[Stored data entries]
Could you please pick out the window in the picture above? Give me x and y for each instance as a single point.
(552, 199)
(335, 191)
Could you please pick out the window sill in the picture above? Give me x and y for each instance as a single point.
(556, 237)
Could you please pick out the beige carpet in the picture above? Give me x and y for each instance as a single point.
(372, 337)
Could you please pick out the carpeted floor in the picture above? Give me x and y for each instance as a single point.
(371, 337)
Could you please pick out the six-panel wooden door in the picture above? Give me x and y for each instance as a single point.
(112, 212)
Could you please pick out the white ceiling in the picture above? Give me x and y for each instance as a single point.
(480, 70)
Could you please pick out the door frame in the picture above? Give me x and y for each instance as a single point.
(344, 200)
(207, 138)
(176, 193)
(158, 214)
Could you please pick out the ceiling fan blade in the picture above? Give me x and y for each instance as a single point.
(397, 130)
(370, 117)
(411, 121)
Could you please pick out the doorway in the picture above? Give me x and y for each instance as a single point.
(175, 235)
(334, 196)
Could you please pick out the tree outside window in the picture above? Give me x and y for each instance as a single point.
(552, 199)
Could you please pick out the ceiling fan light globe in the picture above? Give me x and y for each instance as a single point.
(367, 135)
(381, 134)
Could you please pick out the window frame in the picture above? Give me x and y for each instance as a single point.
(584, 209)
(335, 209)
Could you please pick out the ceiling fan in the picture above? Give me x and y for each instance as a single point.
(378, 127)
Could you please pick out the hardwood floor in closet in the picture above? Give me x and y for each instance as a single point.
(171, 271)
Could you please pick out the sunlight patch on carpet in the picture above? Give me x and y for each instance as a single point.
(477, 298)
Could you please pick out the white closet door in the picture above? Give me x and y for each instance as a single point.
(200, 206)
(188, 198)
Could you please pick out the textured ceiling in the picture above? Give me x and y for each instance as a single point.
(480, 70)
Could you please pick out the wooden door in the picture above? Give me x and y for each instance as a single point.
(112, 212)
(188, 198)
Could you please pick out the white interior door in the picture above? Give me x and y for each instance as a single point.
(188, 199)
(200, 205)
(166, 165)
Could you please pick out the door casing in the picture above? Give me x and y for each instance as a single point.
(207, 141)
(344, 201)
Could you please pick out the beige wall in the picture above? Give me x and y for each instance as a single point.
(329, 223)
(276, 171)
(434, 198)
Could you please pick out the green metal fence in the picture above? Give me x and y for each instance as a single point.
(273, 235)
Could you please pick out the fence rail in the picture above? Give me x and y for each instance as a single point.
...
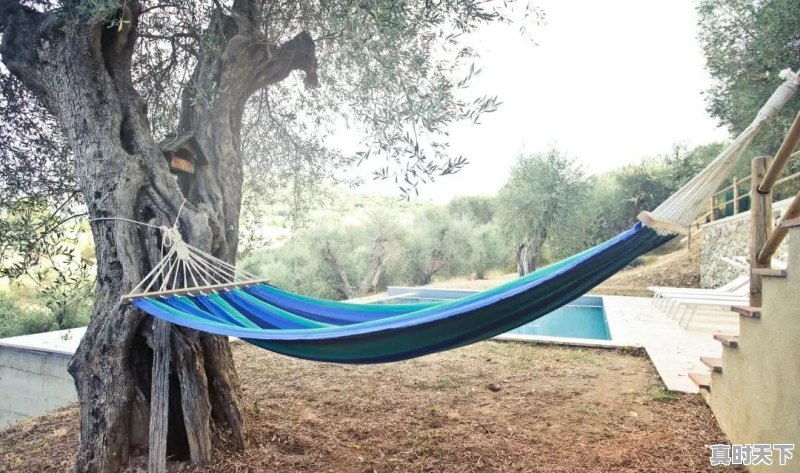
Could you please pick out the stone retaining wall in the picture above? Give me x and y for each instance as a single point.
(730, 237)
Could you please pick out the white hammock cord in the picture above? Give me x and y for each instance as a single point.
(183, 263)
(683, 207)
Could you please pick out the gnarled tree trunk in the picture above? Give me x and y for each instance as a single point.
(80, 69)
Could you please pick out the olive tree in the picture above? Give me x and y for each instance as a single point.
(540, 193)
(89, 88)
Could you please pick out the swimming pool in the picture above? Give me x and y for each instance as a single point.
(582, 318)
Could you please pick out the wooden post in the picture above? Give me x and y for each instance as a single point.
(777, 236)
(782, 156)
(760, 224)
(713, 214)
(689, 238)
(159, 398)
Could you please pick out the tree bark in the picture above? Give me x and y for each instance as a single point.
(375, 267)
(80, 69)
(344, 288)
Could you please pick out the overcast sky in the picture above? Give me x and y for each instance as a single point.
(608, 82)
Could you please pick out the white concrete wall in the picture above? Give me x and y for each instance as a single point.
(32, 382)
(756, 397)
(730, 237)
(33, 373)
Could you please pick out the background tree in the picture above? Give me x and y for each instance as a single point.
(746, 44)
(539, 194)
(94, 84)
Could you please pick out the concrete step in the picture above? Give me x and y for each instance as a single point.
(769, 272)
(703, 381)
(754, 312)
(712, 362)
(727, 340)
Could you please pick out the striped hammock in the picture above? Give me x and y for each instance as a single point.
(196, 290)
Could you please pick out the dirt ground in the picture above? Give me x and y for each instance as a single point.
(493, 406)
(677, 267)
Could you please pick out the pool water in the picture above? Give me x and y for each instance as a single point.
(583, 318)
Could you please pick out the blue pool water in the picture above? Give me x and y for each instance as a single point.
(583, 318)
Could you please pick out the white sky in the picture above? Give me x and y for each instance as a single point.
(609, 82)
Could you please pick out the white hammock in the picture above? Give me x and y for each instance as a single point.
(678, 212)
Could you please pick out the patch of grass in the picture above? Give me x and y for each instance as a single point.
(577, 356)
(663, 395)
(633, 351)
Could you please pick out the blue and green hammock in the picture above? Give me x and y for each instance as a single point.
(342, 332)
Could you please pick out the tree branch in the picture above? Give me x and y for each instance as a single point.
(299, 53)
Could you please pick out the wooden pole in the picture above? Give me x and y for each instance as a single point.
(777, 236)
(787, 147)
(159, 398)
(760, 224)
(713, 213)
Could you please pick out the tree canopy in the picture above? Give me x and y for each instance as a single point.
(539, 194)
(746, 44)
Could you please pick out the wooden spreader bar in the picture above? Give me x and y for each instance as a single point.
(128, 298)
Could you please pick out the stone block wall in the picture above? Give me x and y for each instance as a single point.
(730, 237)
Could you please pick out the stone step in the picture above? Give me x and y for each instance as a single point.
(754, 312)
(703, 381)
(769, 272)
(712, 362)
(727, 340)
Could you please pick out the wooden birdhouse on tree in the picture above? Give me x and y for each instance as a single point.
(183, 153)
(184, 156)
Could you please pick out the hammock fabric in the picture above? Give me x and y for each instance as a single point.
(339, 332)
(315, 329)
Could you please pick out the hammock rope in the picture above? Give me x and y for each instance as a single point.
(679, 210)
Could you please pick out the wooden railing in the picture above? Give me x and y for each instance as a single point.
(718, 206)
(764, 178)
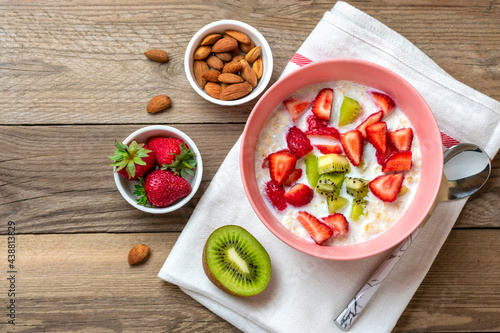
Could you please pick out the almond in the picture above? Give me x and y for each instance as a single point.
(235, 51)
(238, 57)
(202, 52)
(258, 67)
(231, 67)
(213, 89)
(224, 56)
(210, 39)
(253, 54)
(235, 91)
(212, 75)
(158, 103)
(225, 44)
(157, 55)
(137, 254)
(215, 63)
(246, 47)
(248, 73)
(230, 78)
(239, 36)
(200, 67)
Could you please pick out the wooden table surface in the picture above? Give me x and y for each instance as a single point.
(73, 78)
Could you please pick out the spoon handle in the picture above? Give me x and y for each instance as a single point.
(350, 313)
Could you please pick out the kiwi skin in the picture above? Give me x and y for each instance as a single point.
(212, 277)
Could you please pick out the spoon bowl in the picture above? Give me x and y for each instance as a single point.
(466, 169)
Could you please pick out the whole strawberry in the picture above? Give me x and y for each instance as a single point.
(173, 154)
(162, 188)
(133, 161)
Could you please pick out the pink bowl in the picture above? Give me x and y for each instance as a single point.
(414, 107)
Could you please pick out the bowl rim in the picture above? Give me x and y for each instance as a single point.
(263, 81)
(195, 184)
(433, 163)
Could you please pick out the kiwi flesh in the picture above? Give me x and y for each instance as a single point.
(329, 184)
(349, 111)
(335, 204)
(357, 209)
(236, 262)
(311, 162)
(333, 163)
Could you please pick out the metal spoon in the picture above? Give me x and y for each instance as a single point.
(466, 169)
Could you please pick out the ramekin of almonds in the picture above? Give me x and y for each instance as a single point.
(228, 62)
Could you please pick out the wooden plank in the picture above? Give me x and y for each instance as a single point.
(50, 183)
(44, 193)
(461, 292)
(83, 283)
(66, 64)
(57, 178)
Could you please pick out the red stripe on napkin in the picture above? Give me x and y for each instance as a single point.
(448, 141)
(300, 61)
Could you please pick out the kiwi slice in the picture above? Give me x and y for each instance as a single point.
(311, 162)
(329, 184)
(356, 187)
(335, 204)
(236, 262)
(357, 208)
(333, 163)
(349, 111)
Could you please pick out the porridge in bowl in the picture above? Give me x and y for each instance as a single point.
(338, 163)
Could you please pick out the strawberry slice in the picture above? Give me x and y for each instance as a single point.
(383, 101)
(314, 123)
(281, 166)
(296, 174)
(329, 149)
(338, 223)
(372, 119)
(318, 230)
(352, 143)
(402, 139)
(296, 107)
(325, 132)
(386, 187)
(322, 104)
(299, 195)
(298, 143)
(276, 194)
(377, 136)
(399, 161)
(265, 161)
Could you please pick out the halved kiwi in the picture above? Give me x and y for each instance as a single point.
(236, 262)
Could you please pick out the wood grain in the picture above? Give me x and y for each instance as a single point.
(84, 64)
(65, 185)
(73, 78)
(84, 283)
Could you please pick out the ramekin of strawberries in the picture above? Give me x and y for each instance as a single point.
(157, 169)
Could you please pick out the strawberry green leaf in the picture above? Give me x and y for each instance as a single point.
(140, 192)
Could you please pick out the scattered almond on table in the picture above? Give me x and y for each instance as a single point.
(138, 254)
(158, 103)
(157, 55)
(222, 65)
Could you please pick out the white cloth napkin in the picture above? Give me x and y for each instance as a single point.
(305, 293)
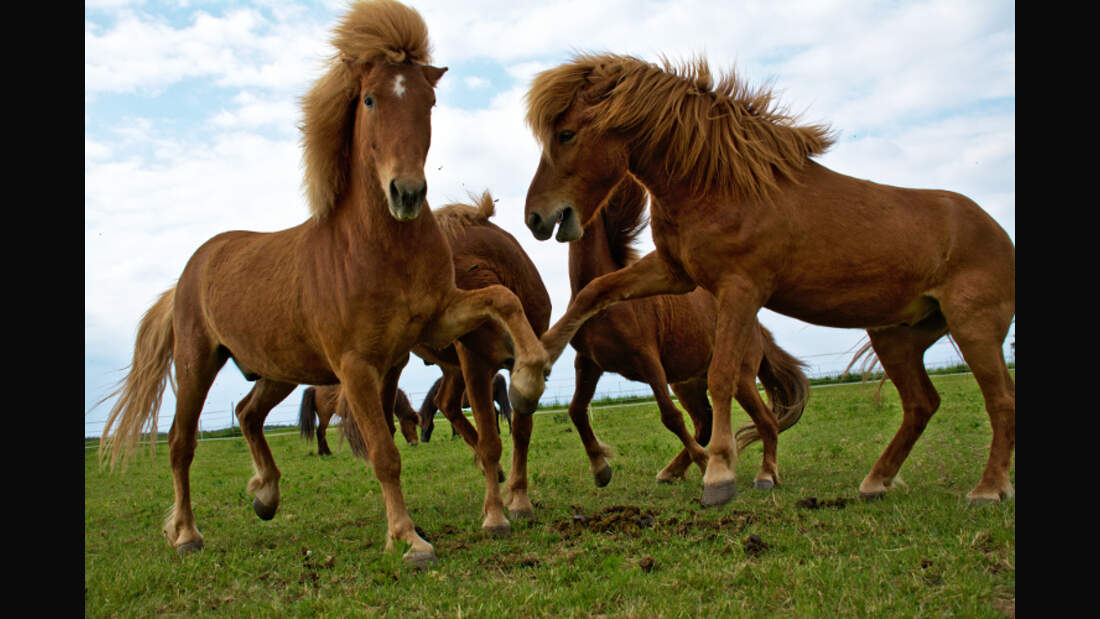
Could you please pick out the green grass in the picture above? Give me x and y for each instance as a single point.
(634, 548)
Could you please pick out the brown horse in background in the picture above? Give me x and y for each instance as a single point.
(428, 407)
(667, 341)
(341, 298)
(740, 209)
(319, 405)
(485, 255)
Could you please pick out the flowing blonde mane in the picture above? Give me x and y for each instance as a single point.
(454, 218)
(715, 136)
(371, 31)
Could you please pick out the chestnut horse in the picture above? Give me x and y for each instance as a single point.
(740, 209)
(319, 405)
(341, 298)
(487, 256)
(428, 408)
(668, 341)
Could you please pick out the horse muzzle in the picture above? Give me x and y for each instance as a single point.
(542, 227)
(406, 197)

WORK ITEM:
Of all the entries above, repeat only the lines from the line that has "Could you please pick out the textured" to the line that has "Could you please pick out the fence", both lines included, exactly.

TASK RESULT:
Could you please pick out the textured ceiling in the picture above? Give me x and y for each instance as a single point.
(480, 70)
Could you please pick out the wooden door in the picture above? Give me x and y for each instance as a single point.
(112, 212)
(188, 198)
Could you please pick out the white interior door in the picture above? Give me x and y for each instance as a single point.
(188, 199)
(200, 205)
(166, 165)
Could you please pick out the door casing in the picture above? Give me x and y for each instance as a single point.
(207, 141)
(344, 201)
Could you please pick out the beige wall in the picture above? Give me x and y for each instance as a single point.
(329, 223)
(276, 171)
(434, 198)
Could you please pick out the green metal fence in the picture above? Give me x and y for each instance as a single point.
(273, 235)
Could you please pick out the fence rail in the picture above? Give me x and y for each instance as a single point.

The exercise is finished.